Task statement ::
Report every line in the lines below that contains the string "tall". Case counts.

Labeled-object pointing entries:
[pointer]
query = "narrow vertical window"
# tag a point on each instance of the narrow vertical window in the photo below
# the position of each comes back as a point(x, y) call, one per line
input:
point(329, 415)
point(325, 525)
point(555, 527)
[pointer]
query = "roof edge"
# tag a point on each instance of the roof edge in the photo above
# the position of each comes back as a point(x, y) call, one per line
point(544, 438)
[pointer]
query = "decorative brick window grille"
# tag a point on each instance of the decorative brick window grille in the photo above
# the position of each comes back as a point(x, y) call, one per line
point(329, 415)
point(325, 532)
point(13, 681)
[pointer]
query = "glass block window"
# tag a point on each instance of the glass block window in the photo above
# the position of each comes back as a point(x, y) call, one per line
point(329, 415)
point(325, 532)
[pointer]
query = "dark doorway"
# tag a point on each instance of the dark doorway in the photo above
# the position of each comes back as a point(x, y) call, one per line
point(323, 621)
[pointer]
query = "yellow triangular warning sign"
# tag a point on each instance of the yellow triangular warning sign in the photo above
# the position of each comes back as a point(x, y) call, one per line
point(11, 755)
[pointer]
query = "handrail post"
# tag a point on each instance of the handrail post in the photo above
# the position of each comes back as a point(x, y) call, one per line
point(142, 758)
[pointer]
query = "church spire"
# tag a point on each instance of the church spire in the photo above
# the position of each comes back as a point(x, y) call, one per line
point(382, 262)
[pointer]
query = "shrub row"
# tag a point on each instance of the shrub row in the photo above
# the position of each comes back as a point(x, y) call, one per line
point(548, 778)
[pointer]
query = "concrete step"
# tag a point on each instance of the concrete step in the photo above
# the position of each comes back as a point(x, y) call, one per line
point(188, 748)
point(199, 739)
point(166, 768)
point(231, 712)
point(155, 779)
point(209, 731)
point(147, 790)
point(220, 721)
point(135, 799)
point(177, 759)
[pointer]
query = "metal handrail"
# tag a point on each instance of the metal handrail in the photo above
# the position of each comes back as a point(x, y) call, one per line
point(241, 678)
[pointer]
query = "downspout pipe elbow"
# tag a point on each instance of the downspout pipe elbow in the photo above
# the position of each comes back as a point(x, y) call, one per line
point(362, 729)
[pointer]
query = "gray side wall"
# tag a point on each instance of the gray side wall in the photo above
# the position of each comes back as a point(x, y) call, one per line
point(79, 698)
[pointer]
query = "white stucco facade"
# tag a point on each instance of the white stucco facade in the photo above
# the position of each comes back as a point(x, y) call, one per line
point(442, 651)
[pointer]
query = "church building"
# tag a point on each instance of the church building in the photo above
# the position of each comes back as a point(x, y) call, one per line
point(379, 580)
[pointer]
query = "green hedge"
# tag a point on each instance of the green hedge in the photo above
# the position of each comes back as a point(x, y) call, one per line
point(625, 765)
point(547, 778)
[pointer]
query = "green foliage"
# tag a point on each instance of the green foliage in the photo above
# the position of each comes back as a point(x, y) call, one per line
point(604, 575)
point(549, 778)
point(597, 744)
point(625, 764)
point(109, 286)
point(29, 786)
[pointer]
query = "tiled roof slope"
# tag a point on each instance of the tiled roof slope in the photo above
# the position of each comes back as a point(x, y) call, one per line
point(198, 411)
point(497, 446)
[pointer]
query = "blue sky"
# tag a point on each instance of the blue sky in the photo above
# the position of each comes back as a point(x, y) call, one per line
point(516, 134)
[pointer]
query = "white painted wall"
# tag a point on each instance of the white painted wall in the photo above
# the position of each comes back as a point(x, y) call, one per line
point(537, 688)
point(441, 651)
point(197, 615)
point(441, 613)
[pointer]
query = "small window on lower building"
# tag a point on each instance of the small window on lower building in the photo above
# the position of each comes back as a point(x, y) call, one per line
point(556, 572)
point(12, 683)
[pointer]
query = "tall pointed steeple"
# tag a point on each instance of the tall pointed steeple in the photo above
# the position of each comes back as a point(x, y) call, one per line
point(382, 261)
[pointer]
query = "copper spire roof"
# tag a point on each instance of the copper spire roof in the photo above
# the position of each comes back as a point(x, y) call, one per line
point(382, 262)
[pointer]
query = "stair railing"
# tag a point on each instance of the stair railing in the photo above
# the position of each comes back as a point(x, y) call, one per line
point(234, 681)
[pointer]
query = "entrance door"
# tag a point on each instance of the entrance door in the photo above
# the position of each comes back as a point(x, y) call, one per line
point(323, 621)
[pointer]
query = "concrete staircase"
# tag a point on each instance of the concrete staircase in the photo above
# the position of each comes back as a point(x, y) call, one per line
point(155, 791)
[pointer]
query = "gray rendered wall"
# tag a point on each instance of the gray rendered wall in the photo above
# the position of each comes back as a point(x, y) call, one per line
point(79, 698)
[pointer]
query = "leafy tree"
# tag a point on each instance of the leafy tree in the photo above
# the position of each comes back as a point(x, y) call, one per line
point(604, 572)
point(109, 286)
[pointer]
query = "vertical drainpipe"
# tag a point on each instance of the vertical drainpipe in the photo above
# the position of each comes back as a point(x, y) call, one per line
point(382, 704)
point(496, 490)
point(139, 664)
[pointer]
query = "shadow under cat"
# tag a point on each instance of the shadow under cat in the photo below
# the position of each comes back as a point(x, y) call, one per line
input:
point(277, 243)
==
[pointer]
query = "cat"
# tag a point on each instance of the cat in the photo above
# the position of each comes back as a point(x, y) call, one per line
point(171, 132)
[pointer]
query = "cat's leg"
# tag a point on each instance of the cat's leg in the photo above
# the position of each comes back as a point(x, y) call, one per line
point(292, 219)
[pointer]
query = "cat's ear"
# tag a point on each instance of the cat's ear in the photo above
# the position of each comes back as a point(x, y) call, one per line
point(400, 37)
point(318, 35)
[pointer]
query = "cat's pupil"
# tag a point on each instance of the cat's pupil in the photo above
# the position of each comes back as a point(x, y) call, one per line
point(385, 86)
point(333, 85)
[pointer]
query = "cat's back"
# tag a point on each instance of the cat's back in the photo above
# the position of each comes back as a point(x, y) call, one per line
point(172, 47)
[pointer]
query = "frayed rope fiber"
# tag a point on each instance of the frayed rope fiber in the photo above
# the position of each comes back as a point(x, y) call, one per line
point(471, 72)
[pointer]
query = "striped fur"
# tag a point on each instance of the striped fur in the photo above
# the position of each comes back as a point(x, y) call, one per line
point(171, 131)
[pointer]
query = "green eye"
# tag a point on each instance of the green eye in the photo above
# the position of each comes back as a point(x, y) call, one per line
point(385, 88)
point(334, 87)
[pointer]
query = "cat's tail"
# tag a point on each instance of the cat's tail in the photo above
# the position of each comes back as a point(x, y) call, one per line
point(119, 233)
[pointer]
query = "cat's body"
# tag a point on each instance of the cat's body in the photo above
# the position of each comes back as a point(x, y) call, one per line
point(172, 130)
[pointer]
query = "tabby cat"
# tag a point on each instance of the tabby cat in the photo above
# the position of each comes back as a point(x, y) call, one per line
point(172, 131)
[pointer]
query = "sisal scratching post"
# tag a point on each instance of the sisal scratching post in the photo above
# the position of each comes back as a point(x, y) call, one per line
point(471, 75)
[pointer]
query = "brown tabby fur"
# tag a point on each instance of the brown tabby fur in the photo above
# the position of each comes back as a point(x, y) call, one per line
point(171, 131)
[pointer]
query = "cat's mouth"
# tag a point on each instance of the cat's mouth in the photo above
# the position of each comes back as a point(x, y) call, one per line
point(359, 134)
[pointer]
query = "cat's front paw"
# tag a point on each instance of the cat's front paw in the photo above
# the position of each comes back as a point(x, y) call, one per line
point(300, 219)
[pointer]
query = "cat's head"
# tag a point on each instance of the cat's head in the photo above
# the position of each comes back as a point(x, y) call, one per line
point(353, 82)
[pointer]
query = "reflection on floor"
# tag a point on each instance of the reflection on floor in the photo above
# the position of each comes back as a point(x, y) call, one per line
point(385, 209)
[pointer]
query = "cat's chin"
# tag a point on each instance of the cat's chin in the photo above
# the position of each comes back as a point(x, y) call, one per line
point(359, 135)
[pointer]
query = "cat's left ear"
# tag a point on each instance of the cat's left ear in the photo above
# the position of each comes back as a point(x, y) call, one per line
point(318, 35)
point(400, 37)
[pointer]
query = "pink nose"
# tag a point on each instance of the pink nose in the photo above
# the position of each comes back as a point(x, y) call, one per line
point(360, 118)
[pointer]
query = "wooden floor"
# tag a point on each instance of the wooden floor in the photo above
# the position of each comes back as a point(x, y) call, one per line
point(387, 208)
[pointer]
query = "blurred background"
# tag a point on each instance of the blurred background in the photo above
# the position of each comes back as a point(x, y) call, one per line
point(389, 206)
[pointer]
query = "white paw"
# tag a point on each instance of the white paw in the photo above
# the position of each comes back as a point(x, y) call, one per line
--
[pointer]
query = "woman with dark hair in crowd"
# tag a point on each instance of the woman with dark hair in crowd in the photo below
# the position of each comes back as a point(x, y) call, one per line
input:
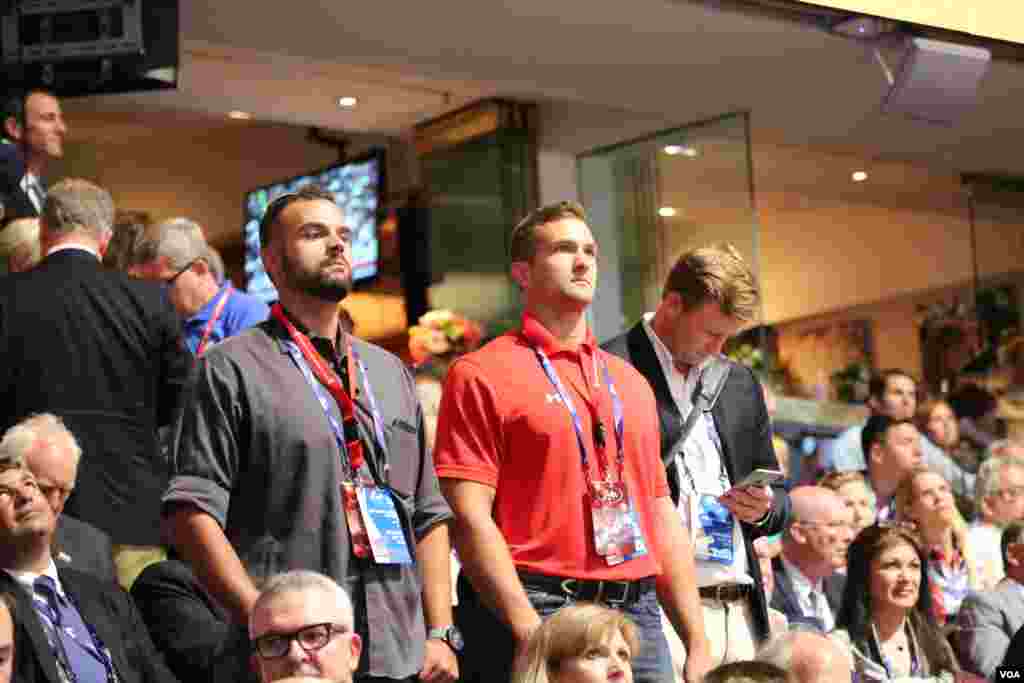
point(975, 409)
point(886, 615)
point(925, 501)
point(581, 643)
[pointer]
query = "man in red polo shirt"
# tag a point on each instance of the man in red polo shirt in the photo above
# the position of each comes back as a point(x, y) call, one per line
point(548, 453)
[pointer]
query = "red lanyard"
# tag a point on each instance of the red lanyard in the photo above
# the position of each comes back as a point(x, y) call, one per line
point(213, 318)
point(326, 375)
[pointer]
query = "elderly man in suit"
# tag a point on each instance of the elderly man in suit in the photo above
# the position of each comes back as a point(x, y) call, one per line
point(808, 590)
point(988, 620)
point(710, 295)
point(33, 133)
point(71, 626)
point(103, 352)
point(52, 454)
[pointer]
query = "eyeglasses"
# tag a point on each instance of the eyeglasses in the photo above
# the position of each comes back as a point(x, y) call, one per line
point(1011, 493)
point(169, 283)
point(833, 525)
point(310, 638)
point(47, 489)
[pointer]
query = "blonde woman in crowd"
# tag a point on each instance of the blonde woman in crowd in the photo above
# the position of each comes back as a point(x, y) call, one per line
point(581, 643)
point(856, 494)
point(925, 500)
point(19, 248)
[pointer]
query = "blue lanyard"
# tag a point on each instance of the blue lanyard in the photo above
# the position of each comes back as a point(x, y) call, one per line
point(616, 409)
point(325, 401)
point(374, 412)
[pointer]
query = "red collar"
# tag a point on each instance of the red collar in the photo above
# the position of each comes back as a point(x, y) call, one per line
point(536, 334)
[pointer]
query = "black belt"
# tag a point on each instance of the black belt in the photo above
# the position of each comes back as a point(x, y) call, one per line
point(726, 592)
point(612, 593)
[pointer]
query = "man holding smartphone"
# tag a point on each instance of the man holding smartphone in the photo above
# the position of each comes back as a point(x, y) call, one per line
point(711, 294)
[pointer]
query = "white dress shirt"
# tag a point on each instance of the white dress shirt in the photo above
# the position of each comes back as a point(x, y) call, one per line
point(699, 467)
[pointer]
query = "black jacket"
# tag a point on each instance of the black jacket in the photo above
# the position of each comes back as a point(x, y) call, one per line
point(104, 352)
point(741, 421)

Correct result ::
query = "tall pointed steeple"
# tag a point on each instance of the tall pointed steeple in the photo above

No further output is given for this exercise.